(Texte source):

Face à la violence économique (contre laquelle les autorités ne font rien), les salariés ont exercé un autre type de violence, que la police a jugé « inacceptable ».
Violence contre violence. L’une est-elle plus légitime que l’autre ?
Ils veulent de l’argent !
L’un des pays les plus pauvres du monde, le Bangladesh, a connu de violentes émeutes, 22-23 mai, lorsque des dizaines de milliers d’ouvriers du textile ont attaqué des usines pour protester contre les bas salaires et les conditions de travail (le salaire minimum est de 10,40 € par mois)

(Extrait des données):
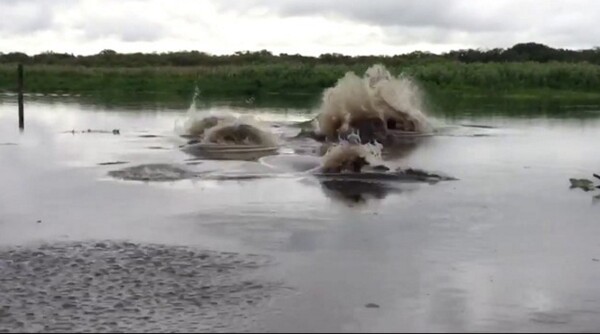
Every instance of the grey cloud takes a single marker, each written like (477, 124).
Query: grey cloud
(499, 23)
(27, 16)
(125, 29)
(426, 13)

(Consignes):
• a. D'après le texte sur les émeutes au Bangladesh, à combien s'élève le salaire minimum mensuel des ouvriers du textile ?
• b. Rédigez la suite du texte sur les émeutes au Bangladesh.

(Réponses finales):
• a. 10,40 € par mois.

• b.
Le secteur du textile, qui travaille essentiellement pour le monde occidental, emploie 2 millions de personnes, dont 80 % de femmes. Salaires payés en retard, heures supplémentaires excessives, refus du congé hebdomadaire, conditions de sécurité et d’hygiène exécrables
ou encore non-respect du droit au rassemblement dans les usines : les violations des législations internationales sur les conditions de travail sont flagrantes.
Dans la révolte, 14 usines ont brûlé et plus de 70 autres ont été endommagées, sans compter les dizaines de véhicules détruits.
M. de Villepin a raison : les populations les plus vulnérables sont tentées par la violence. On se demande bien pourquoi ! Ces gens n’ont aucune tenue !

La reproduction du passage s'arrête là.